# Supplied material:

★ ★ ★ ★ ★ ★ ★

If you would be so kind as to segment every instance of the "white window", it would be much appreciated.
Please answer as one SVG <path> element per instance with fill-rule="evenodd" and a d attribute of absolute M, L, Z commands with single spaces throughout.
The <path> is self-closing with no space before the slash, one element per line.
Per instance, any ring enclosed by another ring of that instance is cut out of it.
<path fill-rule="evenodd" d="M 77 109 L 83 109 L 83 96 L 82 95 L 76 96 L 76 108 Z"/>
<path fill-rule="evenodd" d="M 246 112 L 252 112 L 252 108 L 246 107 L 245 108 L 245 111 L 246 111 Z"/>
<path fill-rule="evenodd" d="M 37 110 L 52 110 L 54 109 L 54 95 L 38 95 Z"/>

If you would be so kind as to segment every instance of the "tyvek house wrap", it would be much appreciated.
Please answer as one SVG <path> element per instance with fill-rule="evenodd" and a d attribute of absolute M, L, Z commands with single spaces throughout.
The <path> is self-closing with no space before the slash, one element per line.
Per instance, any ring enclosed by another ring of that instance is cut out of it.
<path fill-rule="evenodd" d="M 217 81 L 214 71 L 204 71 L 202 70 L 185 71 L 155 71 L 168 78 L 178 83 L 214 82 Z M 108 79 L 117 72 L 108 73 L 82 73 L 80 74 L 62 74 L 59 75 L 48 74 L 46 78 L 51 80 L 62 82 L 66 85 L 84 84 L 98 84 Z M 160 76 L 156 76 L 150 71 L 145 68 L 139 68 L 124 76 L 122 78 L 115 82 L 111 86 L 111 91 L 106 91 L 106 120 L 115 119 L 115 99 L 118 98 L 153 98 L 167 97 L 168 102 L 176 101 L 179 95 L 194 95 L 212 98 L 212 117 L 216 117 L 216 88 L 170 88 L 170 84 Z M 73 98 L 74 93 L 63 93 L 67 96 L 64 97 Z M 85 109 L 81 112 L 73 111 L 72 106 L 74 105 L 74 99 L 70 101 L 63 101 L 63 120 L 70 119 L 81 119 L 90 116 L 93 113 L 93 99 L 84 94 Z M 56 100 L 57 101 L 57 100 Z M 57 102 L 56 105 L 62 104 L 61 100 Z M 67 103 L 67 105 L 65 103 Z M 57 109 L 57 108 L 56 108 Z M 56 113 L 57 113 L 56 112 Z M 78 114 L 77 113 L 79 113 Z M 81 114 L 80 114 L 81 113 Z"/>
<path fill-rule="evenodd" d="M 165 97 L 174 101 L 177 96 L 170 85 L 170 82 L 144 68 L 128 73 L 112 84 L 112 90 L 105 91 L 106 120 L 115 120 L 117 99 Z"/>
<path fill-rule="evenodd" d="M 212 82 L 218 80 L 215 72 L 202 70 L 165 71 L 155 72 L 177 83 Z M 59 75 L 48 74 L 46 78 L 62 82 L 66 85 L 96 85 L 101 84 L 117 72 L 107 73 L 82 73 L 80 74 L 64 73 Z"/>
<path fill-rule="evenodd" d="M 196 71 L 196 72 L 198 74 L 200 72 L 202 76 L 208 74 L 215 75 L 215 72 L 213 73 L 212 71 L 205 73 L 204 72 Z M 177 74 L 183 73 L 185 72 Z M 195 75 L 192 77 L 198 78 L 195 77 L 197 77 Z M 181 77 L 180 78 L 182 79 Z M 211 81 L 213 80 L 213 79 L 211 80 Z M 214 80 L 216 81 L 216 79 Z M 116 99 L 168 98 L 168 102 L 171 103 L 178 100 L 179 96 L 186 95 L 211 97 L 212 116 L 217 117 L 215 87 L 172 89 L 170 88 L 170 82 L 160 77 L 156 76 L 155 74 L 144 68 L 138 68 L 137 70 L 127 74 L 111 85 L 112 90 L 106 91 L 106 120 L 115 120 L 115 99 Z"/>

★ ★ ★ ★ ★ ★ ★

# Instructions for the task:
Reproduce both items above line for line, with no changes to any character.

# Output for this exercise:
If you would be so kind as to segment every instance of the "white window", it would be much appreciated.
Please answer as one SVG <path> element per instance with fill-rule="evenodd" and a d attribute of absolute M, L, Z commands with single spaces throughout.
The <path> is self-closing with no space before the slash, one element per line.
Per instance, any ring enclosed by another ring of that instance is cut out of it.
<path fill-rule="evenodd" d="M 77 109 L 83 109 L 83 96 L 82 95 L 76 96 L 76 108 Z"/>
<path fill-rule="evenodd" d="M 246 112 L 252 112 L 252 108 L 246 107 L 245 108 L 245 111 L 246 111 Z"/>
<path fill-rule="evenodd" d="M 37 110 L 52 110 L 54 109 L 54 95 L 38 95 Z"/>

If you would be so kind as to segment every instance of the "tyvek house wrap", it would be much appreciated.
Please answer as one SVG <path> element per instance with fill-rule="evenodd" and a d attribute of absolute M, L, Z commands with single spaces throughout.
The <path> is self-closing with no space before the slash, one element per line.
Per instance, any ring enclosed by another ring of that instance is cut out of it.
<path fill-rule="evenodd" d="M 217 81 L 214 71 L 204 71 L 202 70 L 185 71 L 155 71 L 168 78 L 178 83 L 214 82 Z M 108 79 L 117 72 L 108 73 L 82 73 L 80 74 L 62 74 L 59 75 L 48 74 L 46 78 L 51 80 L 62 82 L 66 85 L 84 84 L 98 84 Z M 160 76 L 156 76 L 150 71 L 145 68 L 139 68 L 124 76 L 122 78 L 115 82 L 111 86 L 111 91 L 106 91 L 106 120 L 115 119 L 115 99 L 118 98 L 153 98 L 167 97 L 168 102 L 176 101 L 179 95 L 194 95 L 212 98 L 212 117 L 216 117 L 216 88 L 170 88 L 170 84 Z M 73 98 L 74 93 L 63 93 L 67 96 L 64 97 Z M 85 109 L 81 112 L 73 111 L 72 106 L 74 105 L 74 99 L 70 101 L 63 101 L 63 120 L 70 119 L 81 119 L 90 116 L 93 113 L 93 99 L 84 94 Z M 56 100 L 57 101 L 57 100 Z M 57 102 L 56 105 L 62 104 L 61 100 Z M 67 103 L 67 105 L 65 103 Z M 57 109 L 57 108 L 56 108 Z M 56 113 L 57 113 L 56 112 Z M 78 114 L 77 113 L 79 113 Z M 81 114 L 80 114 L 81 113 Z"/>
<path fill-rule="evenodd" d="M 165 97 L 174 101 L 177 96 L 170 85 L 170 82 L 144 68 L 128 73 L 112 84 L 112 90 L 105 91 L 106 120 L 115 120 L 117 99 Z"/>
<path fill-rule="evenodd" d="M 212 82 L 218 80 L 215 72 L 202 70 L 165 71 L 155 72 L 177 83 Z M 59 75 L 48 74 L 46 78 L 62 82 L 66 85 L 96 85 L 101 84 L 117 72 L 107 73 L 82 73 L 80 74 L 64 73 Z"/>
<path fill-rule="evenodd" d="M 196 71 L 196 72 L 198 74 L 200 72 L 202 76 L 208 74 L 215 75 L 215 72 L 213 73 L 212 71 L 205 73 L 204 72 Z M 177 74 L 183 73 L 185 72 Z M 195 75 L 192 77 L 198 78 L 195 77 L 197 77 Z M 181 77 L 180 78 L 182 79 Z M 211 81 L 213 80 L 213 79 L 211 80 Z M 214 80 L 216 81 L 216 79 Z M 116 99 L 168 98 L 168 102 L 171 103 L 178 100 L 179 96 L 186 95 L 211 97 L 212 116 L 217 117 L 215 87 L 172 89 L 170 88 L 170 82 L 160 77 L 156 76 L 155 74 L 144 68 L 138 68 L 137 70 L 127 74 L 111 85 L 112 90 L 106 91 L 106 120 L 115 120 L 115 99 Z"/>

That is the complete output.